---------- DATASET EXTRACT

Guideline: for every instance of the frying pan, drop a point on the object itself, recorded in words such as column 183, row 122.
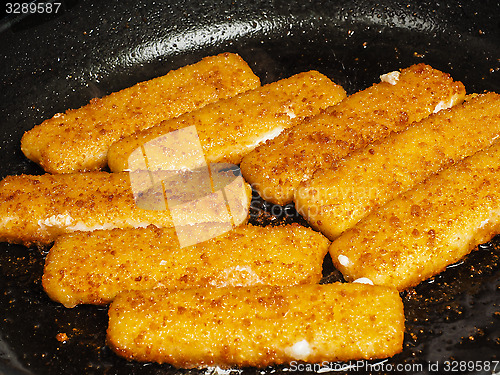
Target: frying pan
column 53, row 62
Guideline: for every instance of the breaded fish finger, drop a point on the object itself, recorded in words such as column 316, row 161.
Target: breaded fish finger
column 78, row 140
column 335, row 199
column 257, row 326
column 277, row 167
column 228, row 129
column 93, row 267
column 418, row 234
column 37, row 209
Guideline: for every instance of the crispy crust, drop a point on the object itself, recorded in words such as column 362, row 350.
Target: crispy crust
column 78, row 140
column 277, row 167
column 37, row 209
column 257, row 326
column 336, row 199
column 418, row 234
column 231, row 128
column 94, row 267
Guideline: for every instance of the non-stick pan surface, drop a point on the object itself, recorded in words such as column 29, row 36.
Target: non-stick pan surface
column 52, row 62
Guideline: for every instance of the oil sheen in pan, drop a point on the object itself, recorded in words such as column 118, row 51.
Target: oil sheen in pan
column 454, row 316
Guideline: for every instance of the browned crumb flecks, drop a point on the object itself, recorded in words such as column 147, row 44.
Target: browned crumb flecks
column 336, row 199
column 418, row 234
column 93, row 267
column 78, row 140
column 277, row 167
column 257, row 326
column 229, row 129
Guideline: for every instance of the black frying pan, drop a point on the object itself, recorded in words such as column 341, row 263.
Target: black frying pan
column 53, row 62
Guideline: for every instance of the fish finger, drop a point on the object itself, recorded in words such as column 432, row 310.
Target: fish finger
column 228, row 129
column 78, row 140
column 37, row 209
column 257, row 326
column 335, row 199
column 93, row 267
column 421, row 232
column 276, row 168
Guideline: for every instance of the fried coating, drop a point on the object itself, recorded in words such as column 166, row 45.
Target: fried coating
column 335, row 199
column 78, row 140
column 93, row 267
column 257, row 326
column 228, row 129
column 276, row 168
column 37, row 209
column 420, row 233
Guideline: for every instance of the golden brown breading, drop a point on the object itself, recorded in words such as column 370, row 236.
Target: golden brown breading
column 93, row 267
column 277, row 167
column 228, row 129
column 78, row 140
column 257, row 326
column 37, row 209
column 418, row 234
column 335, row 199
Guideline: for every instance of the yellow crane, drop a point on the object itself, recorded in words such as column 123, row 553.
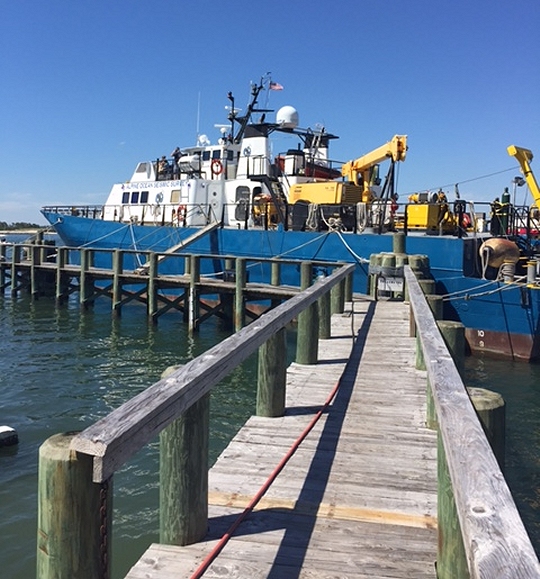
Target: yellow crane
column 524, row 158
column 359, row 171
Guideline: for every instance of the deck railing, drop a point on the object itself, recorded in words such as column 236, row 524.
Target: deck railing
column 494, row 542
column 76, row 469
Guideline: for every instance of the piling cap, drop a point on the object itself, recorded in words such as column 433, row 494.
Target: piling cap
column 8, row 436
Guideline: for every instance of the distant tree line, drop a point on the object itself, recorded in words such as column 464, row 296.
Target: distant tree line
column 4, row 226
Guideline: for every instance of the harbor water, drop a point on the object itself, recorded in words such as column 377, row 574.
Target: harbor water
column 62, row 368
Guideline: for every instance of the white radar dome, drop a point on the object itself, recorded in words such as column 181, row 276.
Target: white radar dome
column 287, row 117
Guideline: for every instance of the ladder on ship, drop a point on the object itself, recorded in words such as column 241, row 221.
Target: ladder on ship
column 182, row 245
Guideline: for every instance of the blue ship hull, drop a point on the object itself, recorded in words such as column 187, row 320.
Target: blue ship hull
column 500, row 318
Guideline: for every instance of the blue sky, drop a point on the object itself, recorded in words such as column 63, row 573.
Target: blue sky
column 90, row 87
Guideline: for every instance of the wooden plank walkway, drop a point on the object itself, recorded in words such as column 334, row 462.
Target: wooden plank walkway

--------------------

=== STATED PROBLEM ===
Rewrite all of the data above as a JSON list of strings, one string per line, skipping blank lines and leaving the pictures out.

=== SOLUTION TO THIS PROBLEM ===
[
  "Guideline: for every instance of the frying pan, drop a point on the object itself, recorded in words such as column 183, row 122.",
  "Target: frying pan",
  "column 53, row 62",
  "Guideline: for every instance of the breaded fish finger, drop a point on the object itself, recorded in words such as column 316, row 161.",
  "Target: breaded fish finger",
  "column 78, row 140",
  "column 335, row 199",
  "column 257, row 326",
  "column 277, row 167",
  "column 228, row 129",
  "column 93, row 267",
  "column 418, row 234",
  "column 37, row 209",
  "Guideline: for every instance of the crispy crust, drop a point on the object itself, recorded in words such as column 362, row 350.",
  "Target: crispy crust",
  "column 78, row 140",
  "column 277, row 167",
  "column 37, row 209",
  "column 257, row 326",
  "column 336, row 199",
  "column 418, row 234",
  "column 231, row 128",
  "column 94, row 267",
  "Guideline: for every instance of the non-stick pan surface, drop a point on the object itself, recorded in words such as column 29, row 36.",
  "Target: non-stick pan surface",
  "column 52, row 62",
  "Guideline: for every instance of the oil sheen in pan, drop a point on the object itself, recorded in words such as column 118, row 51.",
  "Target: oil sheen in pan",
  "column 454, row 316",
  "Guideline: for every instance of the browned crumb flecks, drop a point on the object itself, recorded in words such as column 147, row 44.",
  "Target: browned crumb flecks",
  "column 336, row 199",
  "column 418, row 234",
  "column 93, row 267",
  "column 78, row 140",
  "column 277, row 167",
  "column 257, row 326",
  "column 229, row 129",
  "Guideline: for every instance of the black frying pan, drop a point on the object itself, recorded in words such as column 341, row 263.",
  "Target: black frying pan",
  "column 53, row 62",
  "Guideline: for every instance of the fish finger, drop a point on the object itself, recorded in words such as column 432, row 310.",
  "Target: fish finger",
  "column 228, row 129",
  "column 78, row 140",
  "column 37, row 209",
  "column 257, row 326",
  "column 335, row 199",
  "column 93, row 267",
  "column 421, row 232",
  "column 276, row 168",
  "Guideline: for every instance of the fried coating, drop a point on the object itself, recorded in words such as column 166, row 45.",
  "Target: fried coating",
  "column 335, row 199",
  "column 78, row 140",
  "column 93, row 267",
  "column 257, row 326",
  "column 228, row 129",
  "column 276, row 168",
  "column 37, row 209",
  "column 420, row 233",
  "Guideline: for every instance of the golden brown breading, drop a point on the object itself, recorded in words such as column 370, row 236.",
  "Target: golden brown breading",
  "column 93, row 267",
  "column 277, row 167",
  "column 228, row 129",
  "column 78, row 140",
  "column 257, row 326",
  "column 37, row 209",
  "column 418, row 234",
  "column 335, row 199",
  "Guideline: for every instance of the yellow crane, drop a point on the object itself, recorded in words such as column 123, row 553.",
  "Target: yellow crane",
  "column 524, row 158",
  "column 359, row 171",
  "Guideline: for every instance of the deck railing, drop a point on the object itself, recorded in words such as column 236, row 524.",
  "Target: deck railing",
  "column 494, row 542",
  "column 76, row 469",
  "Guideline: for every instance of the piling cap, drop a point on the object itself, recorded in words such as column 433, row 494.",
  "Target: piling cap",
  "column 8, row 436",
  "Guideline: for every instance of the distant tree line, drop a point on the object itself, recorded in words such as column 464, row 296.",
  "Target: distant tree line",
  "column 4, row 226",
  "Guideline: for every instance of the harbor water, drop a point on the object itself, recorded in words such as column 377, row 574.",
  "Target: harbor water",
  "column 62, row 368",
  "Guideline: for every instance of the white radar dome, drop a point on the object itself, recorded in words such as column 181, row 276.",
  "Target: white radar dome",
  "column 287, row 117",
  "Guideline: for every instance of the ladder on ship, drop a point on the object itself, recorded in words such as column 241, row 221.",
  "Target: ladder on ship",
  "column 182, row 245",
  "Guideline: for every instance of the blue ship hull, drop a point on the object itself, recorded in words such as column 187, row 320.",
  "Target: blue ship hull",
  "column 500, row 318",
  "Guideline: for every instance of the blue sky, drop a point on the object itself, recorded in words such as column 63, row 573.",
  "Target: blue sky",
  "column 90, row 87",
  "Guideline: for every instance of the wooden plank walkway, drop a point on the object itself, recorded in words such as column 334, row 462.",
  "Target: wooden plank walkway"
]